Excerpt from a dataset
******************************

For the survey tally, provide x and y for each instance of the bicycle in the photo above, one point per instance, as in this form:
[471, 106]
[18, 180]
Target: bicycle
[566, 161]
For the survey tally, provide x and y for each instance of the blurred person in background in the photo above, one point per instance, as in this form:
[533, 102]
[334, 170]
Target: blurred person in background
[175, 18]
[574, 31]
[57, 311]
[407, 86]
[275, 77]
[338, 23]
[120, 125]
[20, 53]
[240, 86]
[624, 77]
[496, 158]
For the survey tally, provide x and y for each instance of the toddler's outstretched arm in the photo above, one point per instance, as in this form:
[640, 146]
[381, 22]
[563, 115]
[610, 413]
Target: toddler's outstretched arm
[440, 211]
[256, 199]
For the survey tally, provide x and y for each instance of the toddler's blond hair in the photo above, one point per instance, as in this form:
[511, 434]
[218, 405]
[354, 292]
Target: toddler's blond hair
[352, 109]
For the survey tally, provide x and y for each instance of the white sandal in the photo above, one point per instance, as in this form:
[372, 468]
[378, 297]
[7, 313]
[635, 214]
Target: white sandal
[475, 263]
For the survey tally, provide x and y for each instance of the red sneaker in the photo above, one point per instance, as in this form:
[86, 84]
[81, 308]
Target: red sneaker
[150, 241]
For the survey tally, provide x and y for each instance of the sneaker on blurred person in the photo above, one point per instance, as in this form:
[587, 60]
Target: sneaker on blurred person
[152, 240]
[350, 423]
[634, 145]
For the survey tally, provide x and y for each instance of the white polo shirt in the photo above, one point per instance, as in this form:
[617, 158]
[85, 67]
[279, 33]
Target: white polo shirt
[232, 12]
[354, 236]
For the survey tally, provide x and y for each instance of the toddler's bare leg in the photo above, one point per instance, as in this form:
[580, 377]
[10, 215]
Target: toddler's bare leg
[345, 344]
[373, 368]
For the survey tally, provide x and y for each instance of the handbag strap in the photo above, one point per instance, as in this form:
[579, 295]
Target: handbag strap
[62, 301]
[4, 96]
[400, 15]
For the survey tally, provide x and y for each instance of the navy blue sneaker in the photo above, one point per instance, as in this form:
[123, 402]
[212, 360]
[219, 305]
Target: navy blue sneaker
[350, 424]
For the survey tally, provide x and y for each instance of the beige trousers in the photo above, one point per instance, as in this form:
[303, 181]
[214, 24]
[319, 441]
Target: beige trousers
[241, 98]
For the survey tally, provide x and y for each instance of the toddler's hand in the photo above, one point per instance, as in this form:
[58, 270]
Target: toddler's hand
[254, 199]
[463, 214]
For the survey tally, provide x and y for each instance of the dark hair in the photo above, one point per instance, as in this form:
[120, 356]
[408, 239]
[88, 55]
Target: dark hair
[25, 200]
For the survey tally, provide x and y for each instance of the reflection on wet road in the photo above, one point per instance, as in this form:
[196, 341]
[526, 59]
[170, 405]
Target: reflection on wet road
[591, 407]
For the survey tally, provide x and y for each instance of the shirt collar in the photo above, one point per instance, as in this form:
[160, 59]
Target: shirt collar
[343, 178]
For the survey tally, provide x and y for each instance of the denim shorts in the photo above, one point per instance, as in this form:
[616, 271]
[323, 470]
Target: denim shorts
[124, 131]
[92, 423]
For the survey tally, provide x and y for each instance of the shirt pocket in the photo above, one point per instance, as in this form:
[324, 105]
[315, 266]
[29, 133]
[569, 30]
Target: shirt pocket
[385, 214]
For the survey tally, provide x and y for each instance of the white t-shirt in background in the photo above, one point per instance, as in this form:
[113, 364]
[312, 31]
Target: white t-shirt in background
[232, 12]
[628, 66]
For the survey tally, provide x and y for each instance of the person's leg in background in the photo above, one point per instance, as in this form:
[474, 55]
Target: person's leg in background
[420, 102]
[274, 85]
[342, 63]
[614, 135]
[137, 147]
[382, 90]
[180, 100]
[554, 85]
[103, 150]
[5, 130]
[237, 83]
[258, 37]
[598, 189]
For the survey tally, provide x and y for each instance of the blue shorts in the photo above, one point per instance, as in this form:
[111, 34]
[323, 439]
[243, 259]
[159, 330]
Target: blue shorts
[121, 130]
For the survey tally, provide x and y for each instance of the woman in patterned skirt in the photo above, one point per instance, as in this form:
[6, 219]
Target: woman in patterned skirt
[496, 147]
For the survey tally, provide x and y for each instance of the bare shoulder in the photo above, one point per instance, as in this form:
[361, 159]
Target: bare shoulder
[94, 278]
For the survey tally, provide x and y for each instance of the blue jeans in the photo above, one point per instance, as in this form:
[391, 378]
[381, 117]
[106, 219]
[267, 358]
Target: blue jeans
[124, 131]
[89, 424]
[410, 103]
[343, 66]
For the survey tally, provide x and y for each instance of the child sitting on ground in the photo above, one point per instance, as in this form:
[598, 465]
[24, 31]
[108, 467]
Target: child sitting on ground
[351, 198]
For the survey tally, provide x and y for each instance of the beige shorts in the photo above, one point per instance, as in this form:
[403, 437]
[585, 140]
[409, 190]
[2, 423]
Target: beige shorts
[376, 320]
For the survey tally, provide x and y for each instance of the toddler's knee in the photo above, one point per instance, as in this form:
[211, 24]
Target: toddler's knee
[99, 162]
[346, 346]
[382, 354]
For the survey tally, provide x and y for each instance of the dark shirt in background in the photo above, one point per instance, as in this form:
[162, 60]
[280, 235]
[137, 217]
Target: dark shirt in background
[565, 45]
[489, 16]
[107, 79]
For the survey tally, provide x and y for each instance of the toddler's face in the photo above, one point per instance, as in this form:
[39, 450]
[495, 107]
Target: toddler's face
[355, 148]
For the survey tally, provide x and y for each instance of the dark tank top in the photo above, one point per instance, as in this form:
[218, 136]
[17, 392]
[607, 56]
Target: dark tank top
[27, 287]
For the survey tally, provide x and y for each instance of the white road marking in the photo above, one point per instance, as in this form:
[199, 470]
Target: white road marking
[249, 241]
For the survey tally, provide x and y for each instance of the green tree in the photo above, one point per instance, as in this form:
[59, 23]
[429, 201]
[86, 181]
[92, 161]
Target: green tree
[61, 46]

******************************

• _Task goal_: Exactly as shown, repeat every record.

• _Task output_:
For the survey tally, provide x and y for each instance of the bicycle in the photo above, one point per instance, as in this form:
[471, 106]
[18, 180]
Target: bicycle
[566, 161]
For the survey tally, provide x and y for each instance of the blurred person in background in the photo above, one point per instance, as in this form:
[533, 102]
[334, 170]
Target: blurred person in background
[175, 18]
[574, 31]
[57, 311]
[407, 86]
[275, 77]
[338, 23]
[120, 125]
[20, 53]
[240, 86]
[624, 77]
[496, 158]
For the survey tally, provide x and y for each instance of the toddler's outstretched arm in the photo above, one point per instance, as in this form:
[640, 146]
[381, 22]
[563, 115]
[610, 413]
Target: toddler's outstretched arm
[440, 211]
[256, 199]
For the survey tally, provide x and y for each instance of the toddler's blond hair in the photo above, one point per instance, as in this form:
[511, 434]
[218, 405]
[354, 292]
Target: toddler's blond hair
[352, 109]
For the survey tally, provide x and y for each instance of the white sandal in the photo above, one point per instance, as in this form:
[372, 468]
[378, 297]
[7, 313]
[635, 214]
Target: white sandal
[475, 263]
For the survey tally, provide x and y for each instance of the red sneaker in the photo above, one point per instance, as in this form:
[86, 84]
[81, 308]
Target: red sneaker
[150, 241]
For the survey tally, provide x and y for each instance of the sneaker on blurred person in the photo above, one point per instance, as in this form:
[587, 60]
Target: sneaker on blurred person
[152, 240]
[350, 423]
[634, 145]
For the survey tally, provide x and y for each instance of the white polo shirt in the photo above, one point per instance, as in this form:
[617, 158]
[85, 67]
[279, 33]
Target: white polo shirt
[232, 12]
[354, 236]
For the survey tally, provide x and y for each instance of the toddler's bare leg in the photo above, one point per instance, as in this form:
[580, 377]
[10, 215]
Target: toddler's bare leg
[345, 344]
[373, 368]
For the survey tally, provide x and y for each instance of the handbag strap in the photo above, one point per instance, as in this form:
[579, 295]
Target: handbag strap
[62, 301]
[4, 96]
[400, 15]
For the survey tally, provide x and y for each instance of the navy blue sneaker in the photo above, one point per instance, as in this form:
[123, 402]
[212, 360]
[219, 305]
Target: navy blue sneaker
[350, 424]
For the survey tally, provide x and y for each instance of the beige trousers in the photo above, one point per instance, as in this form:
[303, 181]
[214, 24]
[319, 441]
Target: beige trousers
[241, 98]
For the survey tally, provide x and y for each instance of the toddler's hand in the photo above, one point per instance, as in this form:
[58, 270]
Target: toddler's hand
[254, 199]
[463, 214]
For the survey tally, provide x and y for each instance of the dark hair in the photo above, one point per instance, as in this form:
[120, 356]
[408, 239]
[88, 55]
Target: dark hair
[25, 200]
For the survey tally, provide x and y for each instance of the reflection on wet road in the photo above, one point per instance, as in this form:
[196, 341]
[526, 59]
[170, 405]
Target: reflection on wet road
[591, 407]
For the survey tally, provide x and y for each instance of the shirt collar in the photo above, one point per instance, as in this form:
[160, 59]
Target: shirt collar
[343, 178]
For the survey tally, provide x and y for each instance of the denim shorts in the photo above, one point per instance, as in this form:
[616, 271]
[323, 470]
Target: denim shorts
[124, 131]
[92, 423]
For the survey tally, provide x and y for each instance of the shirt pocket in the photo above, one point per instance, as in this form:
[324, 105]
[315, 266]
[29, 133]
[569, 30]
Target: shirt pocket
[385, 214]
For the survey tally, provide x and y for each instance of the white t-shirt in background in the photo above, one point per instance, as in this form:
[113, 364]
[312, 31]
Target: white t-shirt in background
[232, 12]
[628, 66]
For the survey tally, provide x and y for each instance of the person's leg in background in the photo above, one point per instance, as in this form:
[474, 55]
Target: person's leg in background
[420, 102]
[274, 85]
[342, 63]
[614, 135]
[137, 147]
[382, 90]
[180, 100]
[554, 85]
[103, 150]
[5, 130]
[237, 83]
[258, 37]
[598, 189]
For the survey tally, provide x and y for each instance of the blue shorts in the photo above, one point per instance, as in this form:
[111, 34]
[323, 439]
[243, 259]
[159, 330]
Target: blue shorts
[121, 130]
For the survey tally, provide x and y for each instance of the woman in patterned skirt in the photo above, one point per instance, as in this form:
[6, 219]
Target: woman in patterned skirt
[496, 147]
For the survey tally, provide x and y for each instance of the bare shoulder in the photo above, one point per instance, as in this form:
[361, 159]
Target: bare shoulder
[94, 278]
For the survey tally, provide x and y for each instance of the blue jeans in the photo above, one point per instance, as in this form:
[391, 378]
[381, 117]
[106, 219]
[267, 358]
Target: blue jeans
[124, 131]
[89, 424]
[410, 103]
[343, 66]
For the survey tally, provide x and y for each instance of the child sitting on ground in the photo above, one point per instance, as in this form:
[598, 465]
[24, 31]
[108, 467]
Target: child sitting on ground
[351, 198]
For the survey tally, provide x and y for each instance of the beige shorts in the photo above, one point per instance, as in this form:
[403, 437]
[585, 140]
[409, 190]
[2, 423]
Target: beige shorts
[376, 320]
For the survey tally, provide x and y for each instance of the toddler's knee in the photo above, one point per instance, as in this form:
[211, 24]
Target: toddler's knee
[99, 162]
[346, 346]
[382, 354]
For the survey tally, provide x and y for each instance of the dark shirt in background in the photo above, one point per instance, as in this form:
[162, 60]
[280, 235]
[137, 217]
Target: dark shirt in background
[565, 45]
[489, 16]
[107, 79]
For the survey tally, provide x and y for each instance of the toddler's face in the photo above, one point per instance, as in this form:
[39, 450]
[495, 107]
Target: toddler's face
[355, 148]
For the survey tally, provide x and y for each instance of the dark tank top in the photo above, one point per instance, as in this form:
[218, 136]
[17, 392]
[607, 56]
Target: dark tank top
[27, 287]
For the survey tally, provide x and y for each instance of the white road marking in the photo above, one point per instance, as in this form:
[199, 470]
Target: white road marking
[249, 241]
For the survey tally, provide x and y for each instance of the green tree in the photo above, one point per instance, as in this form:
[59, 23]
[429, 201]
[86, 181]
[92, 161]
Target: green tree
[61, 46]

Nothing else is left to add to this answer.